:: INPUT MATERIAL ::

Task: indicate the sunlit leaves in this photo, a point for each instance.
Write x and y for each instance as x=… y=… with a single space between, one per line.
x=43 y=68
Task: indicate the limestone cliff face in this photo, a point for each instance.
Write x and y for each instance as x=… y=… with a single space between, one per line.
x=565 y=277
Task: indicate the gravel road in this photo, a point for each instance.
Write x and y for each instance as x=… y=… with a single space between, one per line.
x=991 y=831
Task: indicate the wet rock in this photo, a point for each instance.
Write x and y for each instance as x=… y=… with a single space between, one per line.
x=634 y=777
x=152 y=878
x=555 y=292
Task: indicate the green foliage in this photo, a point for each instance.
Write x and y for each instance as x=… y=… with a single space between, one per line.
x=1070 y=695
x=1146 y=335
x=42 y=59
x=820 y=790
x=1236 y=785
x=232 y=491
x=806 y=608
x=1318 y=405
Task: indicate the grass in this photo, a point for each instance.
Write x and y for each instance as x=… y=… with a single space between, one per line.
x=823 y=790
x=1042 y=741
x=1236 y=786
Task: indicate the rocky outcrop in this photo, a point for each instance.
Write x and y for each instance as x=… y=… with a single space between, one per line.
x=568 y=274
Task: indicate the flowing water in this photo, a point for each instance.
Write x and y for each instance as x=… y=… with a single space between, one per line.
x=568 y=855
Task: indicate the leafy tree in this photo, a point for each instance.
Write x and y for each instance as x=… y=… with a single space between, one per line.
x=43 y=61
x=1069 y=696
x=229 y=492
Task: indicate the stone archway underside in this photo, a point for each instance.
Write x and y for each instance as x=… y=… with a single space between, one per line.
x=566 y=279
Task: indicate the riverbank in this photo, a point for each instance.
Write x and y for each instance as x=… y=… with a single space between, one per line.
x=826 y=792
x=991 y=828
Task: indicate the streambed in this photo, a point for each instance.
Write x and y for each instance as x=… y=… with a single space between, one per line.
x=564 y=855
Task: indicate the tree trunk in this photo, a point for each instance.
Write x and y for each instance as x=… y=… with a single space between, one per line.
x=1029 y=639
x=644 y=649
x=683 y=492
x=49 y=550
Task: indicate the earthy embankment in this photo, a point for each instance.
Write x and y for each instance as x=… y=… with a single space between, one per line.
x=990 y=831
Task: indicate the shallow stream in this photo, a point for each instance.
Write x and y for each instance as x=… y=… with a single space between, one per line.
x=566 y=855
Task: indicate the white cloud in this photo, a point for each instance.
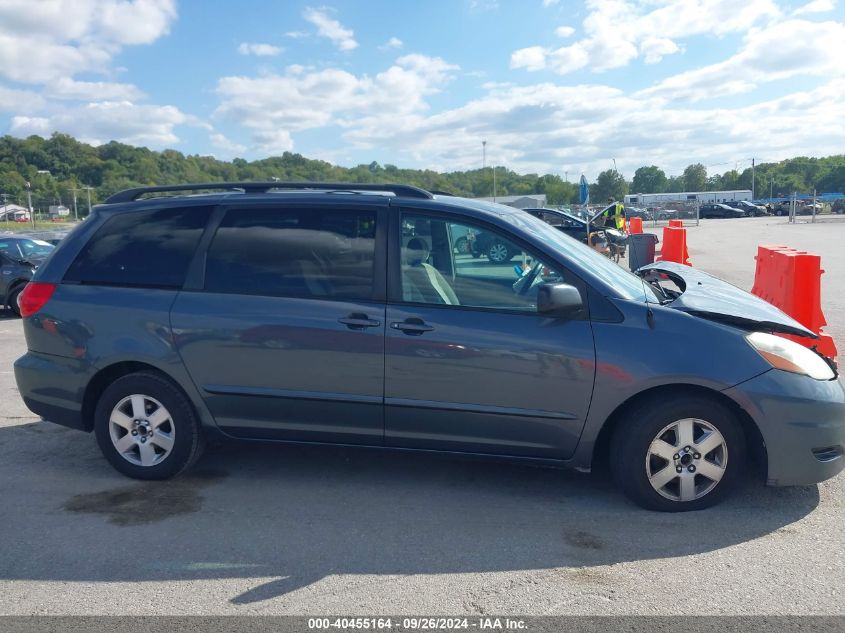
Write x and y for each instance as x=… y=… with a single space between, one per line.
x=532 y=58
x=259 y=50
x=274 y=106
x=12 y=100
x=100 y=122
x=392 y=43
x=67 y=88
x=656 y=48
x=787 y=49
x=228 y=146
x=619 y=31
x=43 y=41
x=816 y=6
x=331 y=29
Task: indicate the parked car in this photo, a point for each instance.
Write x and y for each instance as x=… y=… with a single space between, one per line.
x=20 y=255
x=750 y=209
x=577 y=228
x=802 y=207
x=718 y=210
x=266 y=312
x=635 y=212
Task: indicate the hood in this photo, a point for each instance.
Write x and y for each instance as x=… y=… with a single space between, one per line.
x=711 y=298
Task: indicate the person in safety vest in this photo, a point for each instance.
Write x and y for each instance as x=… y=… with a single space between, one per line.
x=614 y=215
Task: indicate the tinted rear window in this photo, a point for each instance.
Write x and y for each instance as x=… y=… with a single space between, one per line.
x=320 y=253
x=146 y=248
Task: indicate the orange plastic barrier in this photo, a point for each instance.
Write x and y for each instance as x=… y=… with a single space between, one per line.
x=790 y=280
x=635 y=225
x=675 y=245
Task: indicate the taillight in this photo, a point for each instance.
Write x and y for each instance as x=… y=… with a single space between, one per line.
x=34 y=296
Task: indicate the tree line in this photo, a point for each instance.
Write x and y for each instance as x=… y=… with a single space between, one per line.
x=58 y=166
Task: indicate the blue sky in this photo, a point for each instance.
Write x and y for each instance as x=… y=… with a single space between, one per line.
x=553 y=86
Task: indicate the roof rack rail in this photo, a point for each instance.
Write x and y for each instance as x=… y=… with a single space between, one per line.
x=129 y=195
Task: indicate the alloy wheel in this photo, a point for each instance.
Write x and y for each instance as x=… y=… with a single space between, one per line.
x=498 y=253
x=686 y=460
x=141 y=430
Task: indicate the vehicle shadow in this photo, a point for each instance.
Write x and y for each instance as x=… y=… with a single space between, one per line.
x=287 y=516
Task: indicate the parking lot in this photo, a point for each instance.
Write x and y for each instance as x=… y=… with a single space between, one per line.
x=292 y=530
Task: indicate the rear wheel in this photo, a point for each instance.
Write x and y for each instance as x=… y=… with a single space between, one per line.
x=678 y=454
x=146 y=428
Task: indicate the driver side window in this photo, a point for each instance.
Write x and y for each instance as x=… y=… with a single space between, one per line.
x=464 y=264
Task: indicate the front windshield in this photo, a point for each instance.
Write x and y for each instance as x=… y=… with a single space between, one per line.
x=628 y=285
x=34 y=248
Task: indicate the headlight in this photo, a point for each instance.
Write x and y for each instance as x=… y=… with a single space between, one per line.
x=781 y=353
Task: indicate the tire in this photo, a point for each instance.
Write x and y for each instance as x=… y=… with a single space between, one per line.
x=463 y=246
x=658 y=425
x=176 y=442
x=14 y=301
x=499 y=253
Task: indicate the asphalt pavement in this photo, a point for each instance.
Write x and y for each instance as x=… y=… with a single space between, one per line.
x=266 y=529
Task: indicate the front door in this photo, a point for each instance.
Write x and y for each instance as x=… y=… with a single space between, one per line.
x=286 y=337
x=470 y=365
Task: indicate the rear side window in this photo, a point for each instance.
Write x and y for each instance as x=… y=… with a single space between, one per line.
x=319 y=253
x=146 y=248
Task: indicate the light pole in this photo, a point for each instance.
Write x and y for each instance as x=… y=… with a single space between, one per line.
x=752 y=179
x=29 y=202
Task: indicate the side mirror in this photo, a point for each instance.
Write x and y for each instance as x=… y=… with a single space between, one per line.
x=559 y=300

:::
:: INPUT MATERIAL ::

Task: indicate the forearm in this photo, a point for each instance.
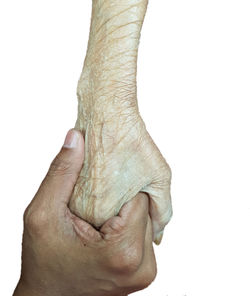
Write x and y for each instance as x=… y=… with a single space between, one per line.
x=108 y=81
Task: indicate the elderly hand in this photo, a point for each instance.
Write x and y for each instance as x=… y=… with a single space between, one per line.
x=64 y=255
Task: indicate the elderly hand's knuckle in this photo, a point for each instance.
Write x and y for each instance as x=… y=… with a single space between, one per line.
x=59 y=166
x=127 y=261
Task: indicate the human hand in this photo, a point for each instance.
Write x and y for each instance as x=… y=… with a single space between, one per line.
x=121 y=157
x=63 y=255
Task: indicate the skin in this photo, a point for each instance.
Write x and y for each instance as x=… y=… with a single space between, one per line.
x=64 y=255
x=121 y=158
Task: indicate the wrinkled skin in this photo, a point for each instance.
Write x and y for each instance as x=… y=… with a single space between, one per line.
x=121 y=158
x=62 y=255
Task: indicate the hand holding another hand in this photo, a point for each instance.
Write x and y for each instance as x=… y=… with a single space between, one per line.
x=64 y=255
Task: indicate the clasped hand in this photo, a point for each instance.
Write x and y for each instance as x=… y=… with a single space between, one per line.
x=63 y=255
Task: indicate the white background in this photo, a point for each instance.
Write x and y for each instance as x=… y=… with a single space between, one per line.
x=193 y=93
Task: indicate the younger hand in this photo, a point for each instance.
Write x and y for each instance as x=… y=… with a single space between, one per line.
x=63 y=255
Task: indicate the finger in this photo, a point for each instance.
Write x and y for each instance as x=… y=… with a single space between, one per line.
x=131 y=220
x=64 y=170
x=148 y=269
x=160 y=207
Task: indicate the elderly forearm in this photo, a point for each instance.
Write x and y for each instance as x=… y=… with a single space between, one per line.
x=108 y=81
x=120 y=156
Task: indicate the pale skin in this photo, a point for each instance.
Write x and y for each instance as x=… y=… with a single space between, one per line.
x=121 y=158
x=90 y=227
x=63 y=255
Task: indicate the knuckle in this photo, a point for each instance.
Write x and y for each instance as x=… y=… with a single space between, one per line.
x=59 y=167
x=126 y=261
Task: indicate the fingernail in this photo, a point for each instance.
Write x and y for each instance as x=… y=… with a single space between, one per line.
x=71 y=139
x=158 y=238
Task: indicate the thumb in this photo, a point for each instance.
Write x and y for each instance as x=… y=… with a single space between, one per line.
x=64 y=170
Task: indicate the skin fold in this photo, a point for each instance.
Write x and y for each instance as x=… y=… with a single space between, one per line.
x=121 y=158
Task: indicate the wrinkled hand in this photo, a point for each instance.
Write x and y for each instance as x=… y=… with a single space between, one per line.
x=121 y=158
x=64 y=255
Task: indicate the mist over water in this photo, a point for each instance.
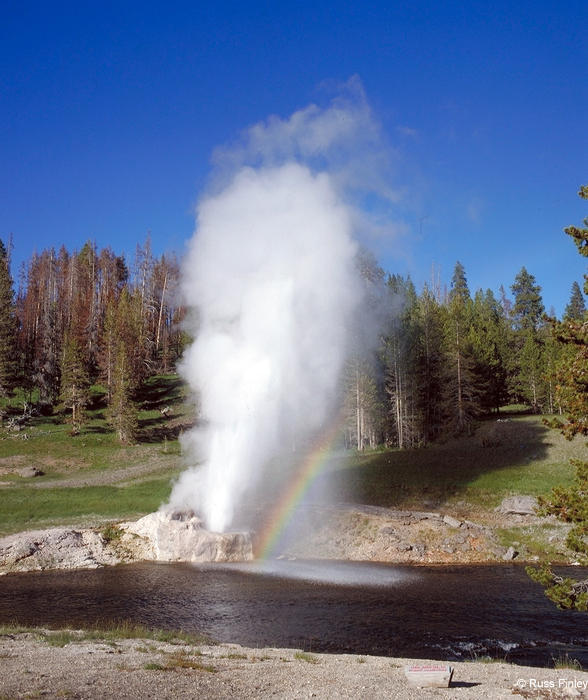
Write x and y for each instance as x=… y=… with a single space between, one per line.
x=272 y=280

:::

WHAT IS EXPECTED: Find every line above that contains the word "white", and return each one.

SOLUTION:
Task: indicate the white cloud in this photo, a point for each instance.
Task: indicate the white background in this photo, a point for each instance.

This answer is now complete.